Data items:
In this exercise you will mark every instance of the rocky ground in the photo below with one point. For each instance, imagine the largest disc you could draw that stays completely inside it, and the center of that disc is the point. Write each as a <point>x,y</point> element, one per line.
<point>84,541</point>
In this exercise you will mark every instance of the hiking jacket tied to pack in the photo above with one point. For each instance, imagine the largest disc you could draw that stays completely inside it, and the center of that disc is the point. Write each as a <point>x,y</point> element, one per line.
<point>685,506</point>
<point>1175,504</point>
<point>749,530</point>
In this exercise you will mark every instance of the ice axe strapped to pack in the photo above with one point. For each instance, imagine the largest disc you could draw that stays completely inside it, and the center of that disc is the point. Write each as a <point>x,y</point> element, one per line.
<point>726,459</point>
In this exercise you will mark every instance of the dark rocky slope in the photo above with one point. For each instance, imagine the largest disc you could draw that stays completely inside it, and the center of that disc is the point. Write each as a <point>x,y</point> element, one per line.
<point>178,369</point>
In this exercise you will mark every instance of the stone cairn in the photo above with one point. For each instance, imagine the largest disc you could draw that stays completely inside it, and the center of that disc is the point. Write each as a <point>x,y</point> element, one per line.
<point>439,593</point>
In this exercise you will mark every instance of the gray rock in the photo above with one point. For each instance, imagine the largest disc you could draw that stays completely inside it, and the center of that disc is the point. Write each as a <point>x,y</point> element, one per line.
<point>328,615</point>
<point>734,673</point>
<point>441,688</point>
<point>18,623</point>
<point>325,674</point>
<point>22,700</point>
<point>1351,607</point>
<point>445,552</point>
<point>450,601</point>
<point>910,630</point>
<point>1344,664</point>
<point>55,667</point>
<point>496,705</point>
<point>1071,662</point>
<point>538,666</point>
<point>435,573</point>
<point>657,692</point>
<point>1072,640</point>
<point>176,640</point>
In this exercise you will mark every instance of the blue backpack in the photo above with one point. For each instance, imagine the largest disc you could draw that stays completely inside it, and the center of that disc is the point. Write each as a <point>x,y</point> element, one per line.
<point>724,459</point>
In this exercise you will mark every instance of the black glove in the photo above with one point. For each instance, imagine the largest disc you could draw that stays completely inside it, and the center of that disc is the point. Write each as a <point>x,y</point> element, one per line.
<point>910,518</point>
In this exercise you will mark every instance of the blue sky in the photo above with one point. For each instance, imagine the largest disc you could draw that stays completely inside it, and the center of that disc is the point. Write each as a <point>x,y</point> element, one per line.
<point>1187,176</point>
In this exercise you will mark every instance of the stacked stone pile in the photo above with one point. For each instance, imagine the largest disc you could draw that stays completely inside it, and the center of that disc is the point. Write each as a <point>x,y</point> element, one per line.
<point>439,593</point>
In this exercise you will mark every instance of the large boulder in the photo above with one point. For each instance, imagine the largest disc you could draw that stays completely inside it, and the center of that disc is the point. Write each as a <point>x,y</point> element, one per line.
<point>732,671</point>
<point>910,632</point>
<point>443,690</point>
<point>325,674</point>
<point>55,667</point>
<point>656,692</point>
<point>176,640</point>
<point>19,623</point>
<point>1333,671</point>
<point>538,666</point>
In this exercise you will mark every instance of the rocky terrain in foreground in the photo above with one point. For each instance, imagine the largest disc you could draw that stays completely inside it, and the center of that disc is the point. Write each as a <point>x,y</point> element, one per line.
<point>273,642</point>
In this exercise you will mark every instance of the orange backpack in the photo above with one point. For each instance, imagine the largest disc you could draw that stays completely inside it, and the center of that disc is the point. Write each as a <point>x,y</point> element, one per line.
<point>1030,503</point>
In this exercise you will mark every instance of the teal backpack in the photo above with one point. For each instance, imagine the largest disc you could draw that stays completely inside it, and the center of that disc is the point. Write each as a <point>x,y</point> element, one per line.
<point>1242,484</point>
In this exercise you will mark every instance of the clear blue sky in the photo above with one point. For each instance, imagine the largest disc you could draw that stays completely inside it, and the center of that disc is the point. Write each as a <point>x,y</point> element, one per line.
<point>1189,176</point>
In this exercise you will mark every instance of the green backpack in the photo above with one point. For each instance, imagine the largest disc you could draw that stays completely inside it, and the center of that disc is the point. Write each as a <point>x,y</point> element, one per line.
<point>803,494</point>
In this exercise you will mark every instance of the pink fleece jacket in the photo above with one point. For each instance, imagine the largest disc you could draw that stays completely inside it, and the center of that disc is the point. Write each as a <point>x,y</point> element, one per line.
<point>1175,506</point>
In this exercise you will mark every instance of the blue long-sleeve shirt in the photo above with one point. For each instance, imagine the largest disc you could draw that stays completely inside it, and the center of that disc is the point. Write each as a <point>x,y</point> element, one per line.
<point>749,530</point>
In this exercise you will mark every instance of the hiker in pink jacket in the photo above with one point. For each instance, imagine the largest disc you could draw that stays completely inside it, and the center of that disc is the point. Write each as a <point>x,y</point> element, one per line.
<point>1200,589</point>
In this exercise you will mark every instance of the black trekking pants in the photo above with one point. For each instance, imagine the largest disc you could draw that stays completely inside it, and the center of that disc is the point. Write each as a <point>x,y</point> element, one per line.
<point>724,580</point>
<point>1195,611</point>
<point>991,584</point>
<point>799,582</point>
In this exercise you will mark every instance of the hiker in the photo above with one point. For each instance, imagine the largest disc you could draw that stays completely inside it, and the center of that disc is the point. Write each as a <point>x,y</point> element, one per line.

* Aim of the task:
Write the data from the line containing "In this exercise you will mark every instance of the orange" down to the line containing "<point>1030,503</point>" as a two-column CSV with the headers text and answer. Give one row for each piece of data, put each value in its own quoted field, and turn any line breaks into spaces.

* Task output:
text,answer
"In this exercise you will mark every instance of the orange backpack in the photo above with one point. For each instance, imagine the largest disc you could draw that stays completely inside it, and the center of that disc is the point. Write each as a <point>x,y</point> element, one per line.","<point>1030,503</point>"